[Point localization data]
- - -
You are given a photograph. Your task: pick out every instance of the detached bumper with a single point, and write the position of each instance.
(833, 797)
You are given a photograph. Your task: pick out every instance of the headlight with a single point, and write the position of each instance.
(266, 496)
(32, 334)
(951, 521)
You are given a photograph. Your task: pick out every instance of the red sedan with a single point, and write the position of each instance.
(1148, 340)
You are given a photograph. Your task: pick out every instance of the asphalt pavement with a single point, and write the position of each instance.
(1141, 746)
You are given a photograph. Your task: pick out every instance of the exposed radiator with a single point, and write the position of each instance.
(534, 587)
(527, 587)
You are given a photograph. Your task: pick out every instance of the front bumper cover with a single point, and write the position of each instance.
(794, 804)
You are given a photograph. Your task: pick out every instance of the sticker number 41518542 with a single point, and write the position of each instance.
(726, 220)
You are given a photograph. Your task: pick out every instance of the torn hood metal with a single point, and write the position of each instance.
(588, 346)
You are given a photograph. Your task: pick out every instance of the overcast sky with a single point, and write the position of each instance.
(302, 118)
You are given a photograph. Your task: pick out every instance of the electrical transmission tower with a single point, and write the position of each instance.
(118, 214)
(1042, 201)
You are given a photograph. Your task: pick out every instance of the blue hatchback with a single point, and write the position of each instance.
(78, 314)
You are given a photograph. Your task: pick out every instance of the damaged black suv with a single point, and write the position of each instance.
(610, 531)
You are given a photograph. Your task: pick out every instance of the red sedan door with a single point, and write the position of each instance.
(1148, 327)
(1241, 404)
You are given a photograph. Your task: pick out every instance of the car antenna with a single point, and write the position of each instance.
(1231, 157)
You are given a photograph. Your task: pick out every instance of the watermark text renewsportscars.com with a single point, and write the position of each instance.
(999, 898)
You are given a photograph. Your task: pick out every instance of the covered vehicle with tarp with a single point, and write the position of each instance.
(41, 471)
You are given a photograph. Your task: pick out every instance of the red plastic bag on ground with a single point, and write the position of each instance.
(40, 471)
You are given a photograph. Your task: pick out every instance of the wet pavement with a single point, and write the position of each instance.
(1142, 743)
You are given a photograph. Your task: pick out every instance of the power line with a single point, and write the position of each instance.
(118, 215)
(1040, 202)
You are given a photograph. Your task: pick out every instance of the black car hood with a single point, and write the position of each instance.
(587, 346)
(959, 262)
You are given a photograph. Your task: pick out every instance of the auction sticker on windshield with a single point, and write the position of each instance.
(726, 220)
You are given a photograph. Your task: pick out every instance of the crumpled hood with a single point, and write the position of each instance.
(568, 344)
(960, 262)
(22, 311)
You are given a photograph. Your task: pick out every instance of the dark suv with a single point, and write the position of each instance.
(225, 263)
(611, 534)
- - -
→ **What is expected**
Copy out exactly the lines from the one containing "of the black" through the last line above, keeping both end lines.

→ **Your response**
You are given a photograph. Your task: pick out every instance of the black car hood with a single point, and write the position of each instance.
(587, 346)
(959, 262)
You are given a photograph. Your task: pick out every instance of the auction sticker on windshield with a single point, and write the position of each instance.
(726, 220)
You are given a photograph. Your task: pick out every instance of the crumpled hood with a single point, and write the position of each instance.
(568, 344)
(960, 262)
(22, 311)
You are given a photograph. Your task: pick out every instance of the dark suv with a single point, and write the position of each instance.
(225, 263)
(611, 534)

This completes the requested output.